## begin SUPPLIED ENTRIES

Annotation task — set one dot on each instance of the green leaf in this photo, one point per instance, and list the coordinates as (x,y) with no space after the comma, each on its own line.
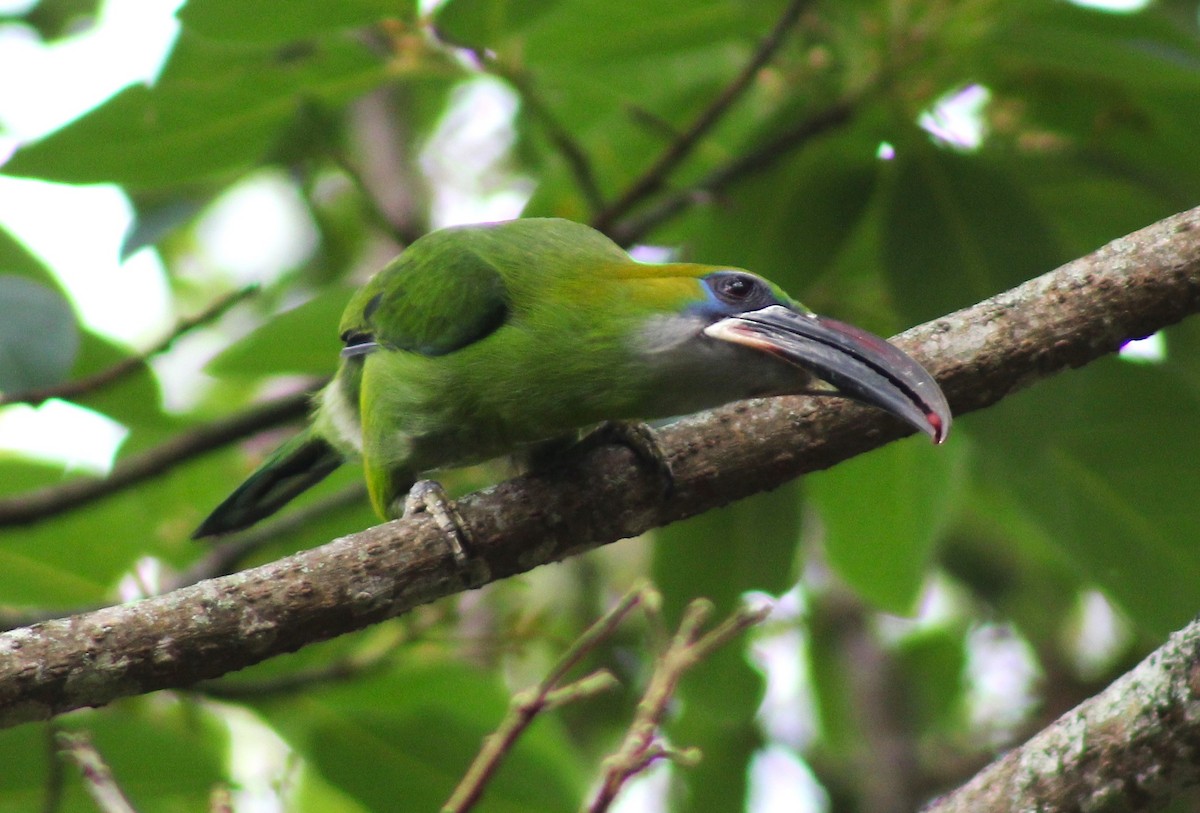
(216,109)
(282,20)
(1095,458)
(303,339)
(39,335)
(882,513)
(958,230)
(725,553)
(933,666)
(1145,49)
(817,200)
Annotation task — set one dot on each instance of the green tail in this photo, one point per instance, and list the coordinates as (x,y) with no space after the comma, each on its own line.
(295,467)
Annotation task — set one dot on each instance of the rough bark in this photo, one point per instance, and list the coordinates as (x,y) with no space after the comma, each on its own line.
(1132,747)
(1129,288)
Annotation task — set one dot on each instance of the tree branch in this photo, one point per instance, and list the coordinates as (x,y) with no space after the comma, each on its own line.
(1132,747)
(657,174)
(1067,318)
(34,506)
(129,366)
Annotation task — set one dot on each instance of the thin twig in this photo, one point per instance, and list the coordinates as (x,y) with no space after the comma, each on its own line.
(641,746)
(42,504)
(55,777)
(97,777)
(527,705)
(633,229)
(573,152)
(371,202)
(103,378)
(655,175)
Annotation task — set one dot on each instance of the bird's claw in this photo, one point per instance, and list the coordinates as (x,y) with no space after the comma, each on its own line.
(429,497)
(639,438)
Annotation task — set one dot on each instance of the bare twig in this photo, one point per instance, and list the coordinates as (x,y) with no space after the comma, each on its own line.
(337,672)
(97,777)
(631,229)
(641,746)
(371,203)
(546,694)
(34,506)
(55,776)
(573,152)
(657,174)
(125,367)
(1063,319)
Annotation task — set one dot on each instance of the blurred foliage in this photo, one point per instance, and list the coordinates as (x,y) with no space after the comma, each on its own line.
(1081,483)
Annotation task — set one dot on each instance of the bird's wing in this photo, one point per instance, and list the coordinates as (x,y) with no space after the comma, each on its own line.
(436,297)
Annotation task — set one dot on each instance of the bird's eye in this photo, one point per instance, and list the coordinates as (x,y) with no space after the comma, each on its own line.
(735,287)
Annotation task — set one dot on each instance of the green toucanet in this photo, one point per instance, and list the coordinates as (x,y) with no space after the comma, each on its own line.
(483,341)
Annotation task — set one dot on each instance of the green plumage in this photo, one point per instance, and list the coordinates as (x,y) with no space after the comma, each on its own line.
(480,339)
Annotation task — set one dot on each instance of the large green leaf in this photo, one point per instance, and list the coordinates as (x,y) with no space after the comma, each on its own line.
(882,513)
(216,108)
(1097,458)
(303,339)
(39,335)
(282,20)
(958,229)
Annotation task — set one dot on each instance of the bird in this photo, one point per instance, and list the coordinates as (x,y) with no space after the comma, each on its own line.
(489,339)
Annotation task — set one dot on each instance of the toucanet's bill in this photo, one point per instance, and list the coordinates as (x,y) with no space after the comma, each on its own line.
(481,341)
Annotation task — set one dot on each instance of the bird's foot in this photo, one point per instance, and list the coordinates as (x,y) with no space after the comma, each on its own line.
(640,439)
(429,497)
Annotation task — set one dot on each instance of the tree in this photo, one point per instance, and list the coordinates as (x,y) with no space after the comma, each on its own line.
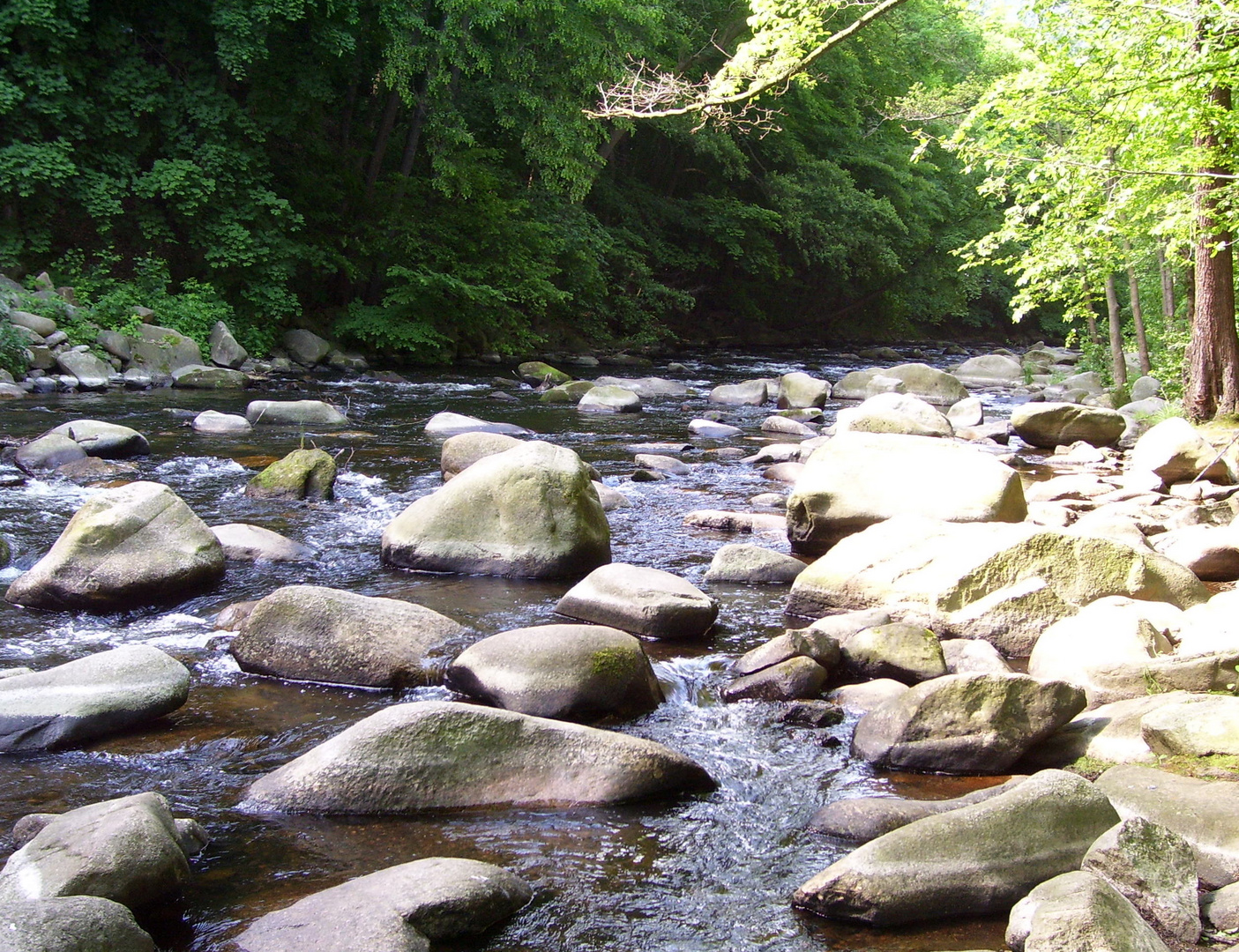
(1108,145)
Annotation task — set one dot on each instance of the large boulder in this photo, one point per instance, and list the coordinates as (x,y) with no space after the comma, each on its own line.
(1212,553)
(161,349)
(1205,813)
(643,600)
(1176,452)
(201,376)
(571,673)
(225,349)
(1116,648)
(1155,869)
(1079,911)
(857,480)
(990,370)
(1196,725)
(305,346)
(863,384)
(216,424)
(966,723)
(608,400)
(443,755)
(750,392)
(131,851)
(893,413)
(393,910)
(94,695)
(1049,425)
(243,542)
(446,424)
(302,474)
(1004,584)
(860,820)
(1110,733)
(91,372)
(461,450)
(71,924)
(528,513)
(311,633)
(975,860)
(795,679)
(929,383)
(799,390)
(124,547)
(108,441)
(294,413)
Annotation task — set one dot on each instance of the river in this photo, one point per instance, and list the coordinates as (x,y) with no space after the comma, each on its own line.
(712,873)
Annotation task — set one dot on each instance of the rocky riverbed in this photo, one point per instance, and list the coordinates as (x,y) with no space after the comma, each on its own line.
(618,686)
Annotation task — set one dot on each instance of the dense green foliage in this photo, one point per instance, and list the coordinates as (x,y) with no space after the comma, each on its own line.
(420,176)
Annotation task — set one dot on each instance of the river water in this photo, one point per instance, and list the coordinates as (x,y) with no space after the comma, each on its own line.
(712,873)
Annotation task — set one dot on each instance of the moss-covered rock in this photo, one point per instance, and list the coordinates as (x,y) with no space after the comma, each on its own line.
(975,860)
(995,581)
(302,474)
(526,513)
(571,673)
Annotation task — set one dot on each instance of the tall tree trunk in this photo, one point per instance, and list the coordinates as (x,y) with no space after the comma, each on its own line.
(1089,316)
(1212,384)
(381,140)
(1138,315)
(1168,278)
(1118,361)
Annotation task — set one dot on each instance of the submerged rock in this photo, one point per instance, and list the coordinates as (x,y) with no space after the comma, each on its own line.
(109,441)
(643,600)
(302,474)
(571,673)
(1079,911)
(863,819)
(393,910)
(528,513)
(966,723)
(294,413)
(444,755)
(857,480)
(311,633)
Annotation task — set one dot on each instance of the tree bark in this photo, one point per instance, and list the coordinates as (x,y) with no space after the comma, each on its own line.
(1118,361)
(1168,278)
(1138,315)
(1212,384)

## end SUPPLIED ENTRIES

REQUEST: Give the entries again without a single change, but with no pictures.

THE OUTPUT:
Annotation task — set one dot on each instance of the green leaf in this photo, one point per instance, and list the coordinates as (x,y) with no space after the comma, each on its own line.
(216,109)
(282,20)
(1095,458)
(303,339)
(39,335)
(882,513)
(958,230)
(725,553)
(933,666)
(1145,49)
(817,200)
Annotation task — set one dot on each instance of the green tail in this photo, one point per instance, and list the coordinates as (x,y) with no space after the comma, each on its own line.
(295,467)
Annotation task — set one dot on each instance of the rough bark in this photo, one point per instance, and list the coordinates as (x,y) with no space after the comma, each on its own line.
(1132,747)
(1129,288)
Annotation task — set one dot on each instance of the tree branch in this photo, one point per instance, and list the coordinates as (x,y) with no space after the comma, each on its own line.
(1132,747)
(657,174)
(1067,318)
(34,506)
(129,366)
Annotation task — set one dot on each instance of the thin twig in this photo, one point per instance, and list the coordinates as (x,y) with no space after the comma, each on its own line.
(641,746)
(42,504)
(55,777)
(97,777)
(527,705)
(633,229)
(573,152)
(371,202)
(103,378)
(655,175)
Annotation task — set one dot on each instance of the bird's claw in this photo, one point per instance, and list the coordinates as (x,y) with no space after the comma, each on its own line.
(429,497)
(639,438)
Annotation task — set one dot on each instance of the bare twig in this photo, one point per instance, and list the coordinates as (x,y) with no space after the comma, each on its own line.
(337,672)
(97,777)
(631,229)
(641,746)
(371,203)
(546,694)
(34,506)
(55,776)
(573,152)
(657,174)
(125,367)
(1063,319)
Annotation task — set one dot on each instance of the blurred foliage in this photo, one point per instance, and list the coordinates as (x,y) with no space after the comma, each on its own line.
(1081,483)
Annotation task — set one dot on each instance of the bird's wing in this photo, one point per instance, and list the coordinates as (x,y) with no space after the comma, each on its own line.
(436,297)
Annotation task — set one dot on each instance of the bird's eye in this photo, one point per instance, and list the coordinates as (x,y) with no space after the comma, each on its own line.
(735,287)
Annotation task — set one dot on each instance of the green toucanet in this photo, one point per instance, and list the coordinates as (x,y) with no space after the comma, each on its own line.
(483,341)
Annotation task — set one dot on each instance of the green plumage in this photo, one point per instance, and list the coordinates as (x,y) with no space after the comma, each on its own line.
(480,339)
Annotation task — set one dot on each instance of the large green leaf in this photo, one point per instance, and list the coordinates as (x,y) with no space after the comma, each on its own line.
(882,513)
(216,108)
(1097,458)
(303,339)
(39,335)
(282,20)
(958,229)
Annotation task — set one dot on each instance of the bird in this photo, one point per instance, and list the coordinates as (x,y) with no space after the comma, each on its own line.
(489,339)
Annotation task — set one dot on each instance of the toucanet's bill in this photo, one point per instance, and list the coordinates as (x,y) with no space after the comma, each on its own line.
(481,341)
Annotation task — set one dot on each instance of the bird's foot in this photo, one point per instance, and list the coordinates as (x,y) with no space after the comma, each on its own line.
(640,439)
(429,497)
Annotation task — set one dot on each instance of the tree in this photo, one point per instance, and list the coordinates as (x,y) with no space after the comma, each on its own line.
(1108,145)
Annotation task — set one dot on each instance of the large boulder in this photo, one point per instance, and list the coordinates as (x,y) with no space after the comma, each on its own line.
(1212,553)
(161,349)
(1205,813)
(643,600)
(1176,452)
(201,376)
(571,673)
(225,349)
(1116,648)
(1155,869)
(1079,911)
(857,480)
(990,370)
(1196,725)
(305,346)
(863,384)
(216,424)
(966,723)
(608,400)
(443,755)
(750,392)
(131,851)
(893,413)
(393,910)
(94,695)
(1049,425)
(243,542)
(446,424)
(302,474)
(1004,584)
(860,820)
(1110,733)
(91,372)
(461,450)
(71,924)
(528,513)
(311,633)
(975,860)
(795,679)
(929,383)
(799,390)
(124,547)
(108,441)
(294,413)
Annotation task — set one dot on each instance of the river in this photo, one point per instance, and list the coordinates as (x,y) with no space after the comma, each on its own line.
(712,873)
Annotation task — set one dot on each instance of the rocky riverbed in this photo, one point per instance, and list the coordinates as (x,y) with no space after the comma, each on its own line.
(618,686)
Annotation task — set one dot on each instance of the dense green foliage in this photo, one point per instance, and list the coordinates as (x,y) with no space after the comma, each on its own line.
(420,176)
Annotation task — set one dot on each instance of the river water in this photo, one point per instance, and list the coordinates as (x,y) with no space after the comma, each on its own line.
(712,873)
Annotation task — set one dot on each instance of the moss-covered rock in this photo, one point per instance, and list the coordinates as (x,y) with no space after the comma, each on its own line.
(975,860)
(995,581)
(302,474)
(526,513)
(571,673)
Annotation task — set one dot on each instance of the tall tree trunk in this photo, one point per instance, and list the coordinates as (x,y) with no space after the comma, each on its own line.
(1089,316)
(1212,384)
(381,140)
(1138,315)
(1168,278)
(1118,361)
Annotation task — set one dot on each instance of the submerged rock in this photo, one point per instance, and list the coordinates as (x,y) with no space after the comma, each on its own line.
(109,441)
(643,600)
(302,474)
(571,673)
(1079,911)
(863,819)
(393,910)
(528,513)
(966,723)
(294,413)
(444,755)
(857,480)
(311,633)
Annotation task — set one dot on each instance of the tree bark in this photo, one point per instance, and list the coordinates as (x,y) with no space after the comma, each on its own line.
(1118,361)
(1168,278)
(1138,315)
(1212,384)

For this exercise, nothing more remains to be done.